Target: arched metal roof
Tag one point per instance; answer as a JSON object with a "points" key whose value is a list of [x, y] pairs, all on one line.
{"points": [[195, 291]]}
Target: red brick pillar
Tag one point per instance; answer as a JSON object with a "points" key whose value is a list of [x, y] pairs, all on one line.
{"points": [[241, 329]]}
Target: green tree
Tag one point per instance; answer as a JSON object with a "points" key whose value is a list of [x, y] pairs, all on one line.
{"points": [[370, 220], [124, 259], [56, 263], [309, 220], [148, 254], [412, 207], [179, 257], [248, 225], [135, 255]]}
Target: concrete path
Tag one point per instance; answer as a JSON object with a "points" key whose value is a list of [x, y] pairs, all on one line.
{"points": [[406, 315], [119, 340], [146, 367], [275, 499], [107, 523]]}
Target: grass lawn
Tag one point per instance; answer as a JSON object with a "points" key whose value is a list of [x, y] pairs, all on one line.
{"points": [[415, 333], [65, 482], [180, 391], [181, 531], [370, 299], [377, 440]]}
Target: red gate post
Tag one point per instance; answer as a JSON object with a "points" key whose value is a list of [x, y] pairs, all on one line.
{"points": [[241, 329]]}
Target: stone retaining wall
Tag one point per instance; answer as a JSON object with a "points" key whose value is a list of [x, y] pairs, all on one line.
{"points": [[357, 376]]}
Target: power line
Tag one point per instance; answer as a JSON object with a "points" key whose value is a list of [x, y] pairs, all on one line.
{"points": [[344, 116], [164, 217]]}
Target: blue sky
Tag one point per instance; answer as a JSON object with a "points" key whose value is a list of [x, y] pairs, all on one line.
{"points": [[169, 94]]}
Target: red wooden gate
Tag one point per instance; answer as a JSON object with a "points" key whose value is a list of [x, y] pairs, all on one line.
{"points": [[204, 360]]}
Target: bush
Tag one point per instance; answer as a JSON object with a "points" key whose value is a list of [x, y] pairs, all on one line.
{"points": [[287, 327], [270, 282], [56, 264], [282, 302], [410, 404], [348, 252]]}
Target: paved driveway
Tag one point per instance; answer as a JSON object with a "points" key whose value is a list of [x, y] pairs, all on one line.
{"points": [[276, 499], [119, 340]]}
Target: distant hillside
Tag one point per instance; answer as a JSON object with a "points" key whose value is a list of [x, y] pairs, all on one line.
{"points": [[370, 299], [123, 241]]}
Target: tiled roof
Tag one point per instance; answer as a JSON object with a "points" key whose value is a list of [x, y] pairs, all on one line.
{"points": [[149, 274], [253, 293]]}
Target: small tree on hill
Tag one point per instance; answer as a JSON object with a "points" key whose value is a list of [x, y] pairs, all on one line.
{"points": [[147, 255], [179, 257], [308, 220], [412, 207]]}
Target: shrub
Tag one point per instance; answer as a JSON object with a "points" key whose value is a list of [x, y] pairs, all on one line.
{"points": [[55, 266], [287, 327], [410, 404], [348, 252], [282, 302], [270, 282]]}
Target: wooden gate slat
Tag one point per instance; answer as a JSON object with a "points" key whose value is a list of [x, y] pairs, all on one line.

**********

> _GIVEN INSTRUCTION_
Copy every one of the records above word for word, with no changes.

> _PROBLEM SOLUTION_
Target: arched metal roof
Tag one point per instance; answer as a JSON object with a "points" key whose value is a list of [x, y] pairs, all on one line.
{"points": [[195, 291]]}
Target: red brick pillar
Tag one point per instance; answer as a JSON object with a "points" key whose value is a list of [x, y] pairs, all on one line.
{"points": [[241, 329]]}
Target: green tree
Tag one point per instance; answer as a JSON object with a "points" key whose value is a list of [x, y] pairs, all on one line.
{"points": [[370, 220], [124, 259], [56, 263], [309, 220], [148, 254], [412, 207], [179, 257], [248, 225], [135, 255]]}
Target: concrete path
Tag one point per instance; answer as a JSON object with a "points" key whose value is a list of [x, y] pairs, all on one line.
{"points": [[406, 315], [119, 340], [146, 367], [275, 499], [107, 523]]}
Target: grass lawn
Tag one point per instance; answer as a JSON object with a "points" key whose value is a list of [x, y] pairs, all on one line.
{"points": [[415, 333], [65, 482], [180, 391], [181, 531], [370, 299], [377, 440]]}
Target: red gate post
Tag one point per instance; answer as a JSON object with a "points" key whose value is a list of [x, y] pairs, all on one line.
{"points": [[241, 329]]}
Target: stone retaining wall
Tag one point per instance; answer as a JSON object with a "points" key whose value is a list of [x, y] pairs, all on one line.
{"points": [[357, 376]]}
Target: power line
Tag one point per instance; answer as a JSON object with a "points" key whose value is a list of [x, y] pairs, all on one line.
{"points": [[344, 116], [164, 217]]}
Target: blue sky
Tag one point per instance; answer as a JSON object with a "points" key whose value is a list of [x, y] pairs, all on one line.
{"points": [[169, 94]]}
Target: red wooden gate
Tag one point per instance; answer as a JSON object with a "points" key whose value is a list of [x, y] pairs, all on one line.
{"points": [[204, 360]]}
Target: bush
Tag one point per instance; answer as a JSON object with a "points" key whose value is a list of [x, y] pairs, all on one line.
{"points": [[287, 327], [270, 282], [56, 264], [282, 302], [410, 404], [348, 252]]}
Target: paved driveway
Tag one point per instance; answer as a JSON object with a "points" key whose value is a list of [x, y] pairs, all on one line.
{"points": [[276, 499], [119, 340]]}
Target: distant hillside
Tag one point per instance; answer as a JSON object with a "points" key whose value is a list of [x, y] pairs, all on one line.
{"points": [[370, 299], [123, 241]]}
Target: tiled roof
Tag one point per instance; answer as a JSON object with a "points" key whose value is a list of [x, y] pairs, all on one line.
{"points": [[149, 274], [253, 293]]}
Target: small tree on hill
Tag one point per instance; answer as a JSON object with a "points" key whose value is a list of [x, y] pairs, all on one line.
{"points": [[147, 255], [179, 257], [308, 220], [412, 207]]}
Target: shrub
Tag one point per instance; answer as a JSON object with a "points" key whose value is a list of [x, y] pairs, all on one line.
{"points": [[55, 266], [287, 327], [410, 404], [348, 252], [282, 302], [270, 282]]}
Target: wooden gate slat
Tag one point per instance; answer as a JSON object with a "points" key whose value is a list of [x, y] pairs, all on one line.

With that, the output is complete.